== INPUT RECORDS
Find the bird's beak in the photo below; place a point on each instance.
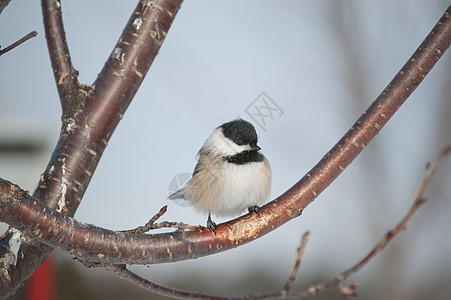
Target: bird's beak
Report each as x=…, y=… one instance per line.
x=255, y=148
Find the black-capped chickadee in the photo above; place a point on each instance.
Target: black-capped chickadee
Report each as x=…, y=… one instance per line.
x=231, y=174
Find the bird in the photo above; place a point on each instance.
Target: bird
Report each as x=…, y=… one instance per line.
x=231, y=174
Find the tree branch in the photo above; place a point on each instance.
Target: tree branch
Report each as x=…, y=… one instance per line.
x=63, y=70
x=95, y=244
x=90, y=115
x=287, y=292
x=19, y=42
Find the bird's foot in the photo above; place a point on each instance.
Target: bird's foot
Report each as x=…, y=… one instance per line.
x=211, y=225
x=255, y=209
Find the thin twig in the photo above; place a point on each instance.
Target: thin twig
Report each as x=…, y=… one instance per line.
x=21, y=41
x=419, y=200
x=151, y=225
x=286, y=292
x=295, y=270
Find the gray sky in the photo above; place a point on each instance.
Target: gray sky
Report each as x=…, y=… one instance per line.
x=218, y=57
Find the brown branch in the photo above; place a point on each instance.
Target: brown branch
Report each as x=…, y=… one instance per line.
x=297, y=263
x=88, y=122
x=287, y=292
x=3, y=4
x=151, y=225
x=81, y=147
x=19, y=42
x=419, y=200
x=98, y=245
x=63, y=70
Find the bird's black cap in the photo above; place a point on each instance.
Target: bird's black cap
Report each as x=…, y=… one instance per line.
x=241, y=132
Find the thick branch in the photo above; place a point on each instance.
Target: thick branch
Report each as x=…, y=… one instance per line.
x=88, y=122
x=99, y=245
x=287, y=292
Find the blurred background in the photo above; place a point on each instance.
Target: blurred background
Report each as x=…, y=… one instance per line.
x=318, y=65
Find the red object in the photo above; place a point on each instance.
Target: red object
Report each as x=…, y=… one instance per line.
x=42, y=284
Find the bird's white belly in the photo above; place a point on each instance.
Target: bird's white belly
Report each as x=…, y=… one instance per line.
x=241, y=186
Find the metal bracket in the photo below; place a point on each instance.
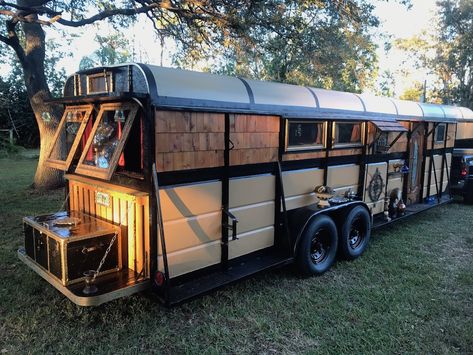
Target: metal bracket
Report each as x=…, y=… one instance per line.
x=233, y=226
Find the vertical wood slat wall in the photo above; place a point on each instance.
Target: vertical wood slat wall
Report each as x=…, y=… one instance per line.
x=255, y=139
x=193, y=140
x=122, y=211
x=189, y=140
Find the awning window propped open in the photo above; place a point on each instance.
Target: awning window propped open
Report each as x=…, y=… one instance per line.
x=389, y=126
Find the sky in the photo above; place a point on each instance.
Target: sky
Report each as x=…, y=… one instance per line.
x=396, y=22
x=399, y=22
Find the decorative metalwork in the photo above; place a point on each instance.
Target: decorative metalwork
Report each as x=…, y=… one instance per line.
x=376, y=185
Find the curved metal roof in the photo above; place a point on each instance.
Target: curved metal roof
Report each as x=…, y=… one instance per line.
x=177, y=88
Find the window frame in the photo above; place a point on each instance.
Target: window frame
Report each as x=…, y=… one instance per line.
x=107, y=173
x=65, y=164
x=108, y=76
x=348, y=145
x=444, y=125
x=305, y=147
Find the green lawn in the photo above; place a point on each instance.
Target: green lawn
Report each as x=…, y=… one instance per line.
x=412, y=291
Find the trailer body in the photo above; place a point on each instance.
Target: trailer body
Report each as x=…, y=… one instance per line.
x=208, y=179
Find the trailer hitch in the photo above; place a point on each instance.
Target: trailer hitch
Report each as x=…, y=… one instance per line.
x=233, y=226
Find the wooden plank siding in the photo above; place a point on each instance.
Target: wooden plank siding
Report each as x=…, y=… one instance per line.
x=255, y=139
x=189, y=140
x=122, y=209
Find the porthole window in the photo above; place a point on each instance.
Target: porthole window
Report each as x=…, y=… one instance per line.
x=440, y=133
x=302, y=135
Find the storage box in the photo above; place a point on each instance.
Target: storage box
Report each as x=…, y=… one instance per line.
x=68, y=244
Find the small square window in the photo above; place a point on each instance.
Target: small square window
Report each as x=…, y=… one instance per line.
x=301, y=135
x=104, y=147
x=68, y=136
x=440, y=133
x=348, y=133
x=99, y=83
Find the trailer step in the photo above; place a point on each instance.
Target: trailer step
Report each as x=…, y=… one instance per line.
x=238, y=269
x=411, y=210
====
### TASK DESCRIPTION
The line containing "Target: awning window propped open" and all lines after it, through the end of the entries above, are to be returned exactly and alone.

### TASK OUTPUT
Target: awning window propped open
Report each as x=…, y=… one instance per line.
x=389, y=126
Find the sky in the photo above; place a point on each instance.
Target: sky
Report each as x=…, y=… one instance per line.
x=396, y=22
x=399, y=22
Find the decorative metalwork in the photo above; place a point on each instance.
Target: decorative metalwork
Report each as x=…, y=… one instance per line.
x=376, y=185
Find the curved metal roof in the photo above; place a point on each instance.
Target: curved metal roof
Report each as x=…, y=… one instance per line.
x=177, y=88
Find the window frame in the photo above; place a point on each instance.
Target: window frame
Report each as x=…, y=… one instance per line.
x=107, y=173
x=65, y=164
x=108, y=76
x=348, y=145
x=444, y=125
x=305, y=147
Find the green lawn in the photo above; place a point on each instance.
Target: green lawn
Report each as x=…, y=… one instance per line.
x=412, y=291
Find the trailer body in the photo above; place a point on each instance.
Target: trailer body
Report each as x=…, y=… one instance per line.
x=208, y=179
Find the trailer hitch in the photo above; place a point on each instance.
Target: trailer hitch
Report each as x=…, y=… one instance per line.
x=233, y=226
Find the wooden plank siding in the photo above; place a point on each instance.
Target: wooden plank siding
Report each as x=…, y=… one instance per line.
x=255, y=139
x=189, y=140
x=122, y=209
Find the porthole window in the photo above; place a point on each instance.
Target: porthole window
Report each as x=…, y=… one instance per line.
x=440, y=133
x=302, y=135
Find the storage box in the photo above; place a point on each instance.
Target: storage box
Report each as x=…, y=… one instance per line.
x=68, y=244
Find the small square window in the photo above; place a point on each instance.
Target: small square window
Report each as x=…, y=… one instance per line.
x=301, y=135
x=104, y=147
x=68, y=136
x=440, y=133
x=348, y=133
x=99, y=83
Find the trailer step in the photo above; place a point on each instance.
Target: trailer step
Report each as x=…, y=… one instance per line.
x=238, y=269
x=411, y=210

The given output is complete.